■ Problems to work on
1. According to the passage on fractional-dose polio vaccine, what device delivered the intradermal doses in the Bangladesh study?
2. Carry on writing the passage on fractional-dose polio vaccine, starting right after its final sentence.

■ Selected extract
────────────────────
The recent recommendation of GPEI/GoI to use fractional dose IPV by ID route is based on the trial done in Bangladesh [7]. In this study, ID-fIPV failed the non-inferiority test (i.e. with a non-inferiority margin of 10% in seroconversion) when compared with full dose IM-IPV for all serotypes for seroconversion and priming observed with 1 or 2 doses. The seroconversion at 18 weeks following two doses of fIPV at 6 and 14 weeks was 80.9% whereas the corresponding rate for IM-IPV was 91% [7]. Further, the GoI intends to use standard BCG needle and syringe for intradermal administration of ID-fIPV whereas in the Bangladesh study, a microneedle based device (MicronJet 600) was used [7]. It would have been more appropriate to consider Vellore study [11] while recommending two-dose ID-fIPV schedule for eight states as in this study, needle and syringes instead of needle-free devices were used as GoI is now planning to utilize in field.
────────────────────
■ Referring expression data
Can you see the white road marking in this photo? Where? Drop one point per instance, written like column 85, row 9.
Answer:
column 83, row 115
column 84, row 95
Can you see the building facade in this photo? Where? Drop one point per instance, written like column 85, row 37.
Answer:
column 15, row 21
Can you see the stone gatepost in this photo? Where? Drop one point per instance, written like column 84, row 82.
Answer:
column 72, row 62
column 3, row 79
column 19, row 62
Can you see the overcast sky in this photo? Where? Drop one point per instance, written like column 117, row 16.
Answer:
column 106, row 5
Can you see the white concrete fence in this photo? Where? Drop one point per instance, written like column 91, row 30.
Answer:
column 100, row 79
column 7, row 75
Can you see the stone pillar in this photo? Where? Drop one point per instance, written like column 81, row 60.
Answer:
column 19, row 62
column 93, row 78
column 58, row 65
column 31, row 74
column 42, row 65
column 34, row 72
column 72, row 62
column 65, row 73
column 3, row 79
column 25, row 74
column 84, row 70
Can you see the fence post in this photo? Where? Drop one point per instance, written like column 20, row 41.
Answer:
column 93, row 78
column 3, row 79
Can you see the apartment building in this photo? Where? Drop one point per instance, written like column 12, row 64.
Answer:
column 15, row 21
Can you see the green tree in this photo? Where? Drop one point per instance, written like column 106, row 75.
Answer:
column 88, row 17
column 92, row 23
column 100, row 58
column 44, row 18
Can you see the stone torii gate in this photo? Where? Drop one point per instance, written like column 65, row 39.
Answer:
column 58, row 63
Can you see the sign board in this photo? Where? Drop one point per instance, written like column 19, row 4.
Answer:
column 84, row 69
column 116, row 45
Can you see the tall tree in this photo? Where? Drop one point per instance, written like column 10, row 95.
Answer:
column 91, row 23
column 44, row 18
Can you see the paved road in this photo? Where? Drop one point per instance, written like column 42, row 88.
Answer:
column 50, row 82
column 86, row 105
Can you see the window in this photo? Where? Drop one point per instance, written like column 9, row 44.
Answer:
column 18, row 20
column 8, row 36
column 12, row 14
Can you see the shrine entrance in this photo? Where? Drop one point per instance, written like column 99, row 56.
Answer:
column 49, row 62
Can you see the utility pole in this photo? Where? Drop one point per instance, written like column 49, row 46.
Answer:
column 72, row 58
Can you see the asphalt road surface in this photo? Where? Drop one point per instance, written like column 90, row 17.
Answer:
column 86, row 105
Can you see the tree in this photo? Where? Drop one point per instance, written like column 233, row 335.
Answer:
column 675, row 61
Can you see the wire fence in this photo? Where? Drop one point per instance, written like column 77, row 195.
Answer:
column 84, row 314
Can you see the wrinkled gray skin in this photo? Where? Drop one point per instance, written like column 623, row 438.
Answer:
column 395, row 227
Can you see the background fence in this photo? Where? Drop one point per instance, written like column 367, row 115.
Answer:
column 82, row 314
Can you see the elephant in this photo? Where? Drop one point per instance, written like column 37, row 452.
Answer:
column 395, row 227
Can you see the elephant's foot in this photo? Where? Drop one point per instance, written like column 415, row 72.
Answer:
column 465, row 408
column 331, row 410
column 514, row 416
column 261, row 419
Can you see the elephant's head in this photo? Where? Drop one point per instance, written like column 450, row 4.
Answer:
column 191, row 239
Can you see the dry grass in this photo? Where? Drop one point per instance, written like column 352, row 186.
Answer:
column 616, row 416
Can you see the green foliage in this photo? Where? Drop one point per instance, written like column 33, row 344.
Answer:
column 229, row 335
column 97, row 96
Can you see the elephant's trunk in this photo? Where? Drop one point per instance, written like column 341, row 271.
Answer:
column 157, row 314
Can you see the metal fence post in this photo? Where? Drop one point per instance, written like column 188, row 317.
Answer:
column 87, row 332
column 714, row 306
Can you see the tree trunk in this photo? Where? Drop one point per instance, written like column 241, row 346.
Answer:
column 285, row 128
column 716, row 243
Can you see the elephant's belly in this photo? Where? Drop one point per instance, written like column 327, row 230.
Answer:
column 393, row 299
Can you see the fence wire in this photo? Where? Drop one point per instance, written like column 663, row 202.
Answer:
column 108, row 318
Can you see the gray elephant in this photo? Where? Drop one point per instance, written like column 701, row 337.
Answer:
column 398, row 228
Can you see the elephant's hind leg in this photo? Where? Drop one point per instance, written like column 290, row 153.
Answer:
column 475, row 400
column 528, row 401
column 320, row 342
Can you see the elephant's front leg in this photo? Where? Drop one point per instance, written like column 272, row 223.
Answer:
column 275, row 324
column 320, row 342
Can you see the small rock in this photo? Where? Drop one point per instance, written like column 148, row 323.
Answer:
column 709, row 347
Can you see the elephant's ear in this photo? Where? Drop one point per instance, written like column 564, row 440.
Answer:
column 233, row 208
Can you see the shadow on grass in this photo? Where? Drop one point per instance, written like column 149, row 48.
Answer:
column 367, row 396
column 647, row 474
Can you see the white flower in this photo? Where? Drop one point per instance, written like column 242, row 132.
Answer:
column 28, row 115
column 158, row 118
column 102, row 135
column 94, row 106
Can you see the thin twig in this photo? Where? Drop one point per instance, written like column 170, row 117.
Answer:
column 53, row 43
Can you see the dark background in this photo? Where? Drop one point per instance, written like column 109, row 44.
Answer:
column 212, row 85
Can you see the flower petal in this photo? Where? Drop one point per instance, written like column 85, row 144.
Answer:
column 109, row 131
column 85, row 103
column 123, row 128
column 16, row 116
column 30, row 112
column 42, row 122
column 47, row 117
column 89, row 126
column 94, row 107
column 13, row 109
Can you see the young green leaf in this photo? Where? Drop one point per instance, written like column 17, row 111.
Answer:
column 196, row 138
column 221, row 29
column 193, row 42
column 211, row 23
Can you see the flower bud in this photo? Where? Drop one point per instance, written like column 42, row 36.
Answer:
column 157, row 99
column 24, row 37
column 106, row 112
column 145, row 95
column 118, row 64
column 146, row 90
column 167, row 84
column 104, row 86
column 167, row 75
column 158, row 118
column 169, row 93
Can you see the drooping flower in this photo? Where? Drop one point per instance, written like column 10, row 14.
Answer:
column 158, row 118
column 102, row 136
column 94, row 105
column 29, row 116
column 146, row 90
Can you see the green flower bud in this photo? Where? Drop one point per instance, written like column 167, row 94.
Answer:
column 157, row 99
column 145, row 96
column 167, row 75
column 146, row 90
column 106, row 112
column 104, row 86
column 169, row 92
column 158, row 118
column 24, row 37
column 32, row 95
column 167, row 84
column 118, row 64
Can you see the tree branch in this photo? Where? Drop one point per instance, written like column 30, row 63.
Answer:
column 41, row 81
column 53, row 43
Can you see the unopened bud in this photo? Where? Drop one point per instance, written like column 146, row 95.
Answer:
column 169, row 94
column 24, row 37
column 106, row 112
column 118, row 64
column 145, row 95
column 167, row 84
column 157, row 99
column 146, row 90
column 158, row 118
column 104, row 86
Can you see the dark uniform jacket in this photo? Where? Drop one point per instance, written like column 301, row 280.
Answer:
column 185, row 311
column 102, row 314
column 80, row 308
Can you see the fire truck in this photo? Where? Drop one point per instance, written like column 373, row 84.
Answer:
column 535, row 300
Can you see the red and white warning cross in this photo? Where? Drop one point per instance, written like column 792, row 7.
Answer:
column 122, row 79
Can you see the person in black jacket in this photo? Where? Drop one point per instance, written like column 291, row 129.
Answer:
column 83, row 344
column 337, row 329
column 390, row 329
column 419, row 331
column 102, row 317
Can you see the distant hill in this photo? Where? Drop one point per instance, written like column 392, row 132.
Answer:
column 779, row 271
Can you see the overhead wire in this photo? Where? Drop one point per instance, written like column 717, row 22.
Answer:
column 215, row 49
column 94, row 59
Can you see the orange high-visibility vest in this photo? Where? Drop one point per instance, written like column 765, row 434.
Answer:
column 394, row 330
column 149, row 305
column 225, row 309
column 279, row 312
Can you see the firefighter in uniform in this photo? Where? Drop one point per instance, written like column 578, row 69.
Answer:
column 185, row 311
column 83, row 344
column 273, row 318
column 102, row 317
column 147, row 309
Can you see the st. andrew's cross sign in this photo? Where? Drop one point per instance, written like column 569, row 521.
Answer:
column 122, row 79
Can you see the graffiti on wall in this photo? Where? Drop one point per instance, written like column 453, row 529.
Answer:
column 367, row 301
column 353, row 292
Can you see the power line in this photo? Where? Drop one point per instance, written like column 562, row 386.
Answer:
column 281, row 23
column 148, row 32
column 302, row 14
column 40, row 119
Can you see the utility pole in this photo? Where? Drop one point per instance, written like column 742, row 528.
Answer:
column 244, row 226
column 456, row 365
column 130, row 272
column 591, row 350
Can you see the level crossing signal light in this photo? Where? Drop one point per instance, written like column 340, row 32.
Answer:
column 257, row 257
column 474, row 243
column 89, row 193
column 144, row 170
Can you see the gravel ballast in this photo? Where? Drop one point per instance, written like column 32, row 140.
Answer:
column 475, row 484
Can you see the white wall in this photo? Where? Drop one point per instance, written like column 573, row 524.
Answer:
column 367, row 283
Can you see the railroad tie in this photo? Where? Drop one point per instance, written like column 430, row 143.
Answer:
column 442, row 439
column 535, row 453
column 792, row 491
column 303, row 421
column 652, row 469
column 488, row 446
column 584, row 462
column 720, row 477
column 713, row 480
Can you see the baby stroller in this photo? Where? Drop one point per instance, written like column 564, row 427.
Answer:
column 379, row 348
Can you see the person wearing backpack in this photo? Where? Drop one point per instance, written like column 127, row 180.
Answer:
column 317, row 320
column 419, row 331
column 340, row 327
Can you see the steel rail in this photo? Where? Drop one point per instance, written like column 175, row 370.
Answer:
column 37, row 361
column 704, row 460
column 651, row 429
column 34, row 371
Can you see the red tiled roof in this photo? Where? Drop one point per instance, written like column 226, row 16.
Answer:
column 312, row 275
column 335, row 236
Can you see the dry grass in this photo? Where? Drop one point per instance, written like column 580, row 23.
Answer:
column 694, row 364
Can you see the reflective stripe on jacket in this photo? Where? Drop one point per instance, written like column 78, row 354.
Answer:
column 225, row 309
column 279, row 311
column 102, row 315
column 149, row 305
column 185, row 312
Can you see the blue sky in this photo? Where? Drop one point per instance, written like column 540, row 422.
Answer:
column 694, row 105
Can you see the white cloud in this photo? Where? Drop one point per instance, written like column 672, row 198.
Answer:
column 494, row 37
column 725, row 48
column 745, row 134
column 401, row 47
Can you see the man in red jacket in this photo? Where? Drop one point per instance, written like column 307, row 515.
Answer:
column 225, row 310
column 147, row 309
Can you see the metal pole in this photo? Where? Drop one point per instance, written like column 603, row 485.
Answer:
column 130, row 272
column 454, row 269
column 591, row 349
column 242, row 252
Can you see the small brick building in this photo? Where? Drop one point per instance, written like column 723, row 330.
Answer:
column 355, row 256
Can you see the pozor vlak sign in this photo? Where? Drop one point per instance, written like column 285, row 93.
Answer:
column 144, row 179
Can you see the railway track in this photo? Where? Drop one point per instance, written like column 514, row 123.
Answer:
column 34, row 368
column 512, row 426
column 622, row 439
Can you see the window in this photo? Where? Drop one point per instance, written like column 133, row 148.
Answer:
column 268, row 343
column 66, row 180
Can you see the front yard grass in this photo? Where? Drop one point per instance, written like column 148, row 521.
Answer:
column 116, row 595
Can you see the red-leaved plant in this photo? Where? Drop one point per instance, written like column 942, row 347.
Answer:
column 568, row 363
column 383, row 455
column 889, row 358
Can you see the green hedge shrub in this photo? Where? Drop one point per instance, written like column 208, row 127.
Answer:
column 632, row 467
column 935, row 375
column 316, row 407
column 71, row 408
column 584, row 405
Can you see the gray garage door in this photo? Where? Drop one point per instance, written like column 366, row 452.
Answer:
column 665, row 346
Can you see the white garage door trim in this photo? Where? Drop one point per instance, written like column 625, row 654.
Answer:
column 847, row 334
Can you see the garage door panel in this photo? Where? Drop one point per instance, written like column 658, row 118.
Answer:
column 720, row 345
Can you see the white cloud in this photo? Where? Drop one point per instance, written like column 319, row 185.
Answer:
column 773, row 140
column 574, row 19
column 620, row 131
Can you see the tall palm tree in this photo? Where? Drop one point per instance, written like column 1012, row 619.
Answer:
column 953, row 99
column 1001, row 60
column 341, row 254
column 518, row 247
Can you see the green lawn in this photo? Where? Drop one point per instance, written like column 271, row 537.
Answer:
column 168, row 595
────────────────────
■ Solved problems
1. A microneedle-based device, the MicronJet 600.

2.
With the introduction of single dose of intramuscular IPV in RI of six Indian states from November 2015, and GoI’s proposed introduction of two doses of ID-fIPV in rest of the country from April 2016, there is a lot of confusion amongst pediatricians/IAP members regarding the exact IPV schedule for primary immunization. The scarcity of IPV, particularly in private market, has further aggravated the confusion. The IAP-ACVIP is recommending three doses of IPV, given intramuscularly at 6, 10, and 14 weeks or two doses at 8 and 16 weeks of age for primary immunization in its schedule [8].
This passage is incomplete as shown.